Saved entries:
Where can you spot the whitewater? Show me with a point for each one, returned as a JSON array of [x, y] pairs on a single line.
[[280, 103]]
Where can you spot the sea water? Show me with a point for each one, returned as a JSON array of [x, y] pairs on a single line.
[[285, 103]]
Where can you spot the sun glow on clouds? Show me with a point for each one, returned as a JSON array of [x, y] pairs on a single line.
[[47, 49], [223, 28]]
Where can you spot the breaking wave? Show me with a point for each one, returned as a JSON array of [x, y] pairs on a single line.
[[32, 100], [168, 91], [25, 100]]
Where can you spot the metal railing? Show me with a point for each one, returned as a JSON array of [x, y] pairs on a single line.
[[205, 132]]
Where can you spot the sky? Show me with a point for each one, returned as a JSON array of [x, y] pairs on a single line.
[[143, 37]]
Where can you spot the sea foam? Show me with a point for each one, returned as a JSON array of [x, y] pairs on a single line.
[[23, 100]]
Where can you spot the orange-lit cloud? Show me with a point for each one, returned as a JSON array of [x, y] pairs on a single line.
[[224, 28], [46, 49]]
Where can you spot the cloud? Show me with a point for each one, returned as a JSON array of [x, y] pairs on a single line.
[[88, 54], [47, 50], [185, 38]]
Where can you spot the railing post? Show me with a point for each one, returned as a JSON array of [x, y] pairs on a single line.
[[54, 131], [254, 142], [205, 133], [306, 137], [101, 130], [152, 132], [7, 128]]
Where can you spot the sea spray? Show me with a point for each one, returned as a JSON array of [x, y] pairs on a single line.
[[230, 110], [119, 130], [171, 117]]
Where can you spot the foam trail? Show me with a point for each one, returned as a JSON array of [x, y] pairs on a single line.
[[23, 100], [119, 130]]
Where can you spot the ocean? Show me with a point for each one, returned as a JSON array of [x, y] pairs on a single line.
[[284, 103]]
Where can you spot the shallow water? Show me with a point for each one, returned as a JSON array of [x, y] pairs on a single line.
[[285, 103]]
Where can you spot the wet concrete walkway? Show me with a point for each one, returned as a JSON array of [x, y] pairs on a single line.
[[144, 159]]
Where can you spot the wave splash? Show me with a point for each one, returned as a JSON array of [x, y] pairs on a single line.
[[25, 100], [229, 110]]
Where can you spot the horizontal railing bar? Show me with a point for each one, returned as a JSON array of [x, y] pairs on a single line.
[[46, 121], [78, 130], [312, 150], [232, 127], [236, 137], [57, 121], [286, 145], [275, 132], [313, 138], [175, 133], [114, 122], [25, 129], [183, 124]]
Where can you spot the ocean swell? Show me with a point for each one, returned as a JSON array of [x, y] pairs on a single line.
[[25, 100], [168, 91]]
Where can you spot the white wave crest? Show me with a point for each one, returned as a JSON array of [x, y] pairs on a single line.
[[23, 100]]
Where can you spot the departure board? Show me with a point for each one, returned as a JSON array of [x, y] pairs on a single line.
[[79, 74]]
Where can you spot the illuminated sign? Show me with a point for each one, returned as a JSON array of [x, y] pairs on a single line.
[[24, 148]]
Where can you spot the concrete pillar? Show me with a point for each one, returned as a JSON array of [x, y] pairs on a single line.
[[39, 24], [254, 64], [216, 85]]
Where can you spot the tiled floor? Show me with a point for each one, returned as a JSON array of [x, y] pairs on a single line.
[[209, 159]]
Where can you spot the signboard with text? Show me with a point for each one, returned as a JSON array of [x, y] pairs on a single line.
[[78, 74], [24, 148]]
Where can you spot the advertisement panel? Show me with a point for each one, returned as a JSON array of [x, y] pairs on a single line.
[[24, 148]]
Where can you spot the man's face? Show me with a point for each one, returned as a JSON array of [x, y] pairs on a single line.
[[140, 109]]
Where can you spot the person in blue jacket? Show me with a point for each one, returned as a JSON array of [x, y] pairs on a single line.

• PROBLEM STATEMENT: Repeat each record above precisely as written.

• TASK RESPONSE:
Where can you spot the whitewater? Show me with a point for each one, returned as a JSON array of [x, y] pairs on a single line.
[[280, 103]]
Where can you spot the sea water? Show me with a point for each one, returned as a JSON array of [x, y] pairs on a single line.
[[285, 103]]
Where can you spot the sun glow on clouds? Show me with a point for each one, returned as a JSON array of [x, y] pairs on a single line.
[[47, 49], [223, 28]]
Where can you spot the breaking wave? Show me with a point for each one, returned as a JSON array of [x, y] pairs on a single line.
[[32, 100], [168, 91], [25, 100]]
Where can you spot the metal railing? Show me with a point for each one, returned as a JSON array of [x, y] pairs on a single line.
[[205, 132]]
Where can you spot the sky? Show me with a point for each one, returned as a JSON array of [x, y] pairs on a single line.
[[143, 37]]
Where can you spot the sea foam? Show me with a point for each one, returned as a JSON array of [x, y] pairs on a single line.
[[23, 100]]
Where can you spot the orange-lit cloud? Show me with a point for each one, returned as a JSON array of [x, y] pairs on a single line.
[[224, 28], [46, 49]]
Where can you spot the cloud? Show me with a point for each one, returned as a JSON array of [x, y] pairs on a single line.
[[88, 54], [47, 50], [185, 38]]
Where can you spot the railing post? Show me with a point for each one, returned as a JSON array of [x, y] pairs on a single line.
[[54, 131], [254, 142], [205, 133], [306, 137], [101, 130], [152, 132], [7, 128]]
Where can you spot the sea spray? Show me with a point for each one, returned as a JSON array of [x, y] pairs on a single line.
[[230, 110], [119, 130], [171, 117]]
Where can you spot the foam trail? Show me with a point for each one, returned as a JSON array of [x, y] pairs on a single line.
[[23, 100], [119, 130]]
Where can you spot the ocean? Show me with a point for each one, returned as a JSON array of [x, y] pairs on a single line.
[[284, 103]]
Where can you spot the shallow water? Show me with a point for each one, returned as a JSON array of [x, y] pairs on a single line.
[[285, 103]]
Where can you spot the wet concrete walkway? Show me with a point for each one, returned as a JSON array of [x, y] pairs on a single line.
[[144, 159]]
Where can you spot the wave splash? Show me with a point for each one, returned as a JSON array of [x, y] pairs on a single line.
[[25, 100], [229, 110]]
Where can you spot the horizontal railing bar? Show me with a point for each one, returned as a JSON array of [x, y] pairs on a single line.
[[46, 121], [78, 130], [312, 150], [232, 127], [236, 137], [57, 121], [286, 145], [275, 132], [313, 138], [175, 133], [114, 122], [25, 129], [183, 124]]
Where can you spot the ocean swell? Show me with a point for each one, returned as a JSON array of [x, y] pairs on a single line.
[[25, 100], [168, 91]]
Where can you spot the white wave crest? Show me with a point for each one, returned as a JSON array of [x, y] pairs on a single line.
[[23, 100]]
Where can you spot the departure board? Show me with a point for each one, returned as a JSON array of [x, y] pairs on a single line.
[[79, 74]]
Where can you spot the illuminated sign? Show me with a point for each one, returned as a JSON array of [x, y] pairs on a single line.
[[24, 148]]
Where can you spot the concrete pillar? Show me with a point for each one, returned as a JSON array of [x, y] pairs on a single line.
[[39, 24], [254, 64], [216, 85]]
Where can you spot the tiled floor? Show me with a point for each one, returned as a JSON array of [x, y] pairs on a single line.
[[209, 159]]
Where can you spot the signboard with text? Show me with a point for each one, returned as a JSON array of [x, y] pairs on a single line.
[[78, 74], [24, 148]]
Where can you spot the advertisement panel? Show me with a point for each one, returned as a JSON array of [x, y] pairs on a single line.
[[24, 148]]
Where can you spot the man's face? Show me with a point for each one, returned as a JSON array of [x, y] pairs on a single line.
[[140, 109]]
Where can you spot the person in blue jacket? Show me with a point for each one, returned as a JSON array of [x, y] pairs on a single line.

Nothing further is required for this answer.